*Exercise directions*
Gather every line of the records that contains the string "black", matching case exactly.

Dataset rows showing where objects appear
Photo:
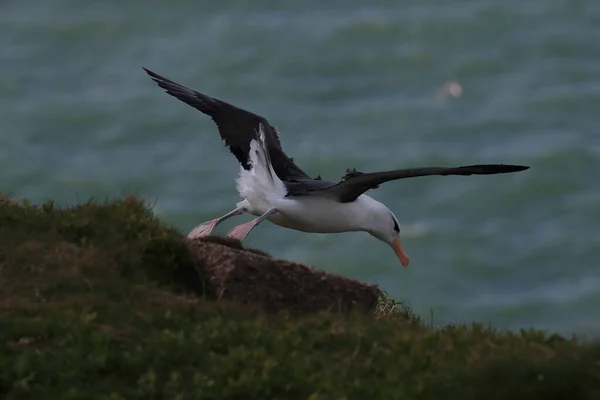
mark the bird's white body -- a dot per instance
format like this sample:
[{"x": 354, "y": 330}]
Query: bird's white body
[{"x": 262, "y": 190}]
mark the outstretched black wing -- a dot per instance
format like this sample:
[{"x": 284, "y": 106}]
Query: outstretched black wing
[
  {"x": 237, "y": 127},
  {"x": 354, "y": 183}
]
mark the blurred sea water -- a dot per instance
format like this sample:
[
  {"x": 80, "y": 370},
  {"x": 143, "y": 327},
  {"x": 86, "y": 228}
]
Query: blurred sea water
[{"x": 350, "y": 84}]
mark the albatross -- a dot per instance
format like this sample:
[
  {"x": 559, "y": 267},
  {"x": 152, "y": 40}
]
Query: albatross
[{"x": 274, "y": 188}]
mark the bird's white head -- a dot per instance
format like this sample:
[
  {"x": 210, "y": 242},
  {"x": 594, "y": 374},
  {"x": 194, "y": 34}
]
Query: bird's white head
[{"x": 385, "y": 227}]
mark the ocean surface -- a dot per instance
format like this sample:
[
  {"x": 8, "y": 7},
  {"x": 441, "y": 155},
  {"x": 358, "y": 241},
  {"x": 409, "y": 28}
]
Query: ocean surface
[{"x": 350, "y": 84}]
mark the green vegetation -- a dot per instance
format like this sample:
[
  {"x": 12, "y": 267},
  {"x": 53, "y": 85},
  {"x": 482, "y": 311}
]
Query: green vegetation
[{"x": 102, "y": 301}]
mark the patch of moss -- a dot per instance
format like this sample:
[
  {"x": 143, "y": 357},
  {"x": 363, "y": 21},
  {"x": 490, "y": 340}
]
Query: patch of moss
[{"x": 92, "y": 305}]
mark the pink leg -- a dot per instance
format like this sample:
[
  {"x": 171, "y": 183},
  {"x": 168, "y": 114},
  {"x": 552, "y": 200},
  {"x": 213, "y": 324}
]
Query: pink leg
[
  {"x": 205, "y": 228},
  {"x": 241, "y": 231}
]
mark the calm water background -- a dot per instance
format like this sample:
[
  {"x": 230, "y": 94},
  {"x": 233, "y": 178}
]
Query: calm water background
[{"x": 349, "y": 85}]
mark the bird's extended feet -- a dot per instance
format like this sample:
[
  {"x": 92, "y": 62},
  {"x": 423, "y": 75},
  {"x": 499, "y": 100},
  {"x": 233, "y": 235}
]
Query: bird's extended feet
[
  {"x": 206, "y": 228},
  {"x": 241, "y": 231}
]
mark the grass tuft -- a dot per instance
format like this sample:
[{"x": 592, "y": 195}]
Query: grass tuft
[{"x": 96, "y": 302}]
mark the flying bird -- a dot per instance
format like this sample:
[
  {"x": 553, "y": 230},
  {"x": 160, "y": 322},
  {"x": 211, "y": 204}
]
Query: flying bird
[{"x": 274, "y": 188}]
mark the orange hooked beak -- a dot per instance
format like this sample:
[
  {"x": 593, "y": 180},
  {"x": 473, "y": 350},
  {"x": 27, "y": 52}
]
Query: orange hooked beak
[{"x": 397, "y": 246}]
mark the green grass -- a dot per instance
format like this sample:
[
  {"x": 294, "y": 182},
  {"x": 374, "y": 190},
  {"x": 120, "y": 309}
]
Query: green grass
[{"x": 102, "y": 301}]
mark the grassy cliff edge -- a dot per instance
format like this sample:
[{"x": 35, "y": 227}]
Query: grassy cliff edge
[{"x": 96, "y": 302}]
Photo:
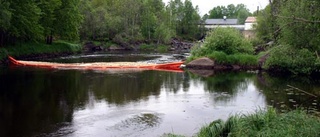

*Solution to this task*
mark the outstretched black wing -- a dot per instance
Query: outstretched black wing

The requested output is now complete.